Thursday 30 June 2011

Bombardier: How Best Value turned into a monster

Derby’s not normally my turf, but I don’t think there can be many people in business around here who haven’t heard about the Government’s decision to give a £1.4bn London rail contract to Siemens in Germany.
They’ll do a fine job, I’m sure. But so could Bombardier in Derby – which, in case the civil servants who signed off this process have forgotten, is just up the road from London.
The decision to send the contract abroad makes sense if you believe in the absolute purity of markets and that European competition rules are sacrosanct. However, the long-term collateral damage those rules are likely to deliver to Derby – one of the UK’s major manufacturing cities - suggests that if you follow this argument to its logical conclusion you’ll also be comfortable with vultures picking over the corpses of the dead. It’s a cost-effective way to get the job done, yes, but the bones left behind are a stark reminder of what you’ve lost.
I’m not going to rehearse the gory details of this awful deal (my colleagues at the Derby Telegraph have, as ever, done a brilliant job documenting the shocking reality).
What is worth wider attention is a letter sent by Derbyshire & Nottinghamshire Chamber to David Cameron about the issues which this decision raises.

● **Written task 1**
In the post about the Bombardier rail contract, which company did the Government pick for the £1.4bn London contract?
● **Written task 2**
List every city and country named in the post about the Bombardier rail contract.
● **Written task 3**
Retype the stretch of the post about the Bombardier rail contract from "Derby’s not normally" through "Siemens in Germany.".

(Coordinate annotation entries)
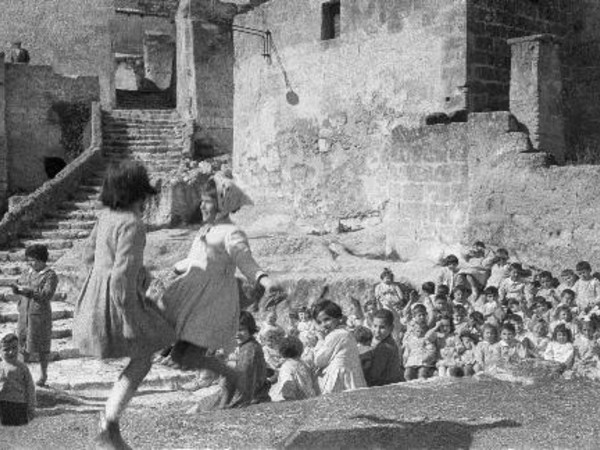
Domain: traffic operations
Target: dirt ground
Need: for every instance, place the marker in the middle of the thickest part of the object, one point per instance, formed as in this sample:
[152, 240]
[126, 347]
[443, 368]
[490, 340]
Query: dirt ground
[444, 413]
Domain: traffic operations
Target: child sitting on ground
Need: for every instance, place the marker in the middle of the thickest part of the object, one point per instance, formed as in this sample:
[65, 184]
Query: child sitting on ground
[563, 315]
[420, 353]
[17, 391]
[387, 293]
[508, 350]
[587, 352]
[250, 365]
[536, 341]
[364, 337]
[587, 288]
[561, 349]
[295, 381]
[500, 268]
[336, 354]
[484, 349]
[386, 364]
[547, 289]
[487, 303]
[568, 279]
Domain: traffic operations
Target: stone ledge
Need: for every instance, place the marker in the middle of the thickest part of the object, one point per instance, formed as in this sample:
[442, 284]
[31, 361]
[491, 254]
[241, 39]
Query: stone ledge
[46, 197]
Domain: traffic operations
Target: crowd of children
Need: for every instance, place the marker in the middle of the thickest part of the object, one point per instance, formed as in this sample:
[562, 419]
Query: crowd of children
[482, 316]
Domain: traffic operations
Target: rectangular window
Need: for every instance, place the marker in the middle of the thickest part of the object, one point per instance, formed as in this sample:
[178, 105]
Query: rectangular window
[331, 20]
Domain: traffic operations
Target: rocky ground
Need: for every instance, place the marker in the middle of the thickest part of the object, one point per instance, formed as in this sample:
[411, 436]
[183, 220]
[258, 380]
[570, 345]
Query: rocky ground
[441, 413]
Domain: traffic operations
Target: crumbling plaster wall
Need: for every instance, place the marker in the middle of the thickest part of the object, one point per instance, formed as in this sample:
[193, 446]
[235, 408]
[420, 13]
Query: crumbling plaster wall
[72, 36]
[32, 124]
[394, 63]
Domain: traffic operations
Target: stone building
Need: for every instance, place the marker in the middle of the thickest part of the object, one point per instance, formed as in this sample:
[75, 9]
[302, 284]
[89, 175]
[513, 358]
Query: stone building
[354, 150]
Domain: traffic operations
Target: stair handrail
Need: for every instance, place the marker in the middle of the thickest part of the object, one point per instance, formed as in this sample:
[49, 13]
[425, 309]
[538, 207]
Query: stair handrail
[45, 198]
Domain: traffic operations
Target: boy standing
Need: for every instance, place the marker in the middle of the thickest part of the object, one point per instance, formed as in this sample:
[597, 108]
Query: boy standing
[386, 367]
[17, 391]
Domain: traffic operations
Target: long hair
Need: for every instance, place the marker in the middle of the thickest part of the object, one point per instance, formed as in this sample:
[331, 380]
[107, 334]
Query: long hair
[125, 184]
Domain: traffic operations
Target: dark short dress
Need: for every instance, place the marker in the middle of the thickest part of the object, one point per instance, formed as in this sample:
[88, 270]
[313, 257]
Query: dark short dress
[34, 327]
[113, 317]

---

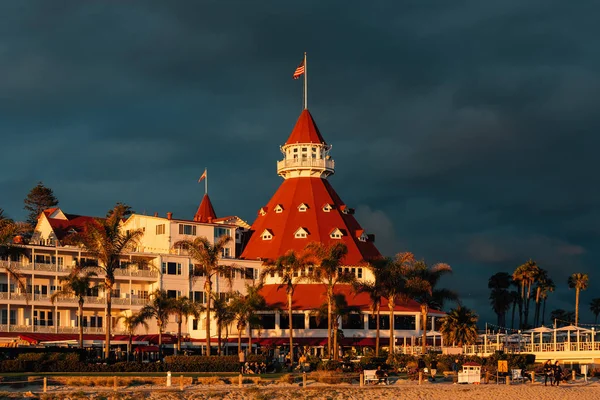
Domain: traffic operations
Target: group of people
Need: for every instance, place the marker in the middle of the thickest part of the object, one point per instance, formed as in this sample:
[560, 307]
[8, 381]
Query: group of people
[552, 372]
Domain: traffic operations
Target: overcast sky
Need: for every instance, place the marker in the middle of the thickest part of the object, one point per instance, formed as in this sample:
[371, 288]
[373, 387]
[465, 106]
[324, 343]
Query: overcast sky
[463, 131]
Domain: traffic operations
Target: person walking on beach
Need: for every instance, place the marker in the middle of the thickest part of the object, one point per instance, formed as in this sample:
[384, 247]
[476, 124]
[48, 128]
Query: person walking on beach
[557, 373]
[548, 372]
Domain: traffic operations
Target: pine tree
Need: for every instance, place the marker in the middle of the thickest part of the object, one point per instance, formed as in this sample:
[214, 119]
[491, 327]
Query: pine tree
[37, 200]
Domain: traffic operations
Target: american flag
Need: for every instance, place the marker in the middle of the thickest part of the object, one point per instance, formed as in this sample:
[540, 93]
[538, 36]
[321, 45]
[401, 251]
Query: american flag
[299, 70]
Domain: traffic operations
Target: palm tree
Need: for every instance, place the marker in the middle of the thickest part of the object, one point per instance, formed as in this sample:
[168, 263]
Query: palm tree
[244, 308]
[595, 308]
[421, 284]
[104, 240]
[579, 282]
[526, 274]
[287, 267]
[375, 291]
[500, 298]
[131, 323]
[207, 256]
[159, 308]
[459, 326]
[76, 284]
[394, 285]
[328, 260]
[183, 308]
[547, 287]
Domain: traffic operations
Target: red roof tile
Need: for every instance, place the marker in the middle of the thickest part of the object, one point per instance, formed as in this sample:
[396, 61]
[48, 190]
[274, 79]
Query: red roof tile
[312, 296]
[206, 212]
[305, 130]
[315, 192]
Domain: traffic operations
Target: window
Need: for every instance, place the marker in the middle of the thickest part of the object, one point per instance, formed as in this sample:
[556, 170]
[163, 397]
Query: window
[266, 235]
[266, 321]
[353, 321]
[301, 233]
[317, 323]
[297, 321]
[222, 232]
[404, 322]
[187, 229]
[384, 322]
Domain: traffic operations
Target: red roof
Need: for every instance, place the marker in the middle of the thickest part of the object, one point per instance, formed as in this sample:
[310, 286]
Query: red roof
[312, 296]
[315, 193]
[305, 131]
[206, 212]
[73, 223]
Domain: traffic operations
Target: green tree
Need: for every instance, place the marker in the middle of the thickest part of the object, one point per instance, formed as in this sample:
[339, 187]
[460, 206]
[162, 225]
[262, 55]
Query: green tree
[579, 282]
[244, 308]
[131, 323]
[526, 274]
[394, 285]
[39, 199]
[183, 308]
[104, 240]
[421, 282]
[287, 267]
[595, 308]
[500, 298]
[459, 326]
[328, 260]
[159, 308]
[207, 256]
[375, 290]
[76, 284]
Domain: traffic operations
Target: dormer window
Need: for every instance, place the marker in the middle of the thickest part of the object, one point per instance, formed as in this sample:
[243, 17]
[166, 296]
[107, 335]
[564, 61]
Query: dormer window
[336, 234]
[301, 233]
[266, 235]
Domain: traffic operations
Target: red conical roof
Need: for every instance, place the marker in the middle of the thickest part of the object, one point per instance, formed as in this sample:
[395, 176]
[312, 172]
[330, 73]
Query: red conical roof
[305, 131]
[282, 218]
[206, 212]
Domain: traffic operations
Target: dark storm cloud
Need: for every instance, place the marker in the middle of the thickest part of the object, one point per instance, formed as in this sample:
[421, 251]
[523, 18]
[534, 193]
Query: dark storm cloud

● **Solution 1**
Siemens in Germany.

● **Solution 2**
Derby, London, Germany, UK

● **Solution 3**
Derby’s not normally my turf, but I don’t think there can be many people in business around here who haven’t heard about the Government’s decision to give a £1.4bn London rail contract to Siemens in Germany.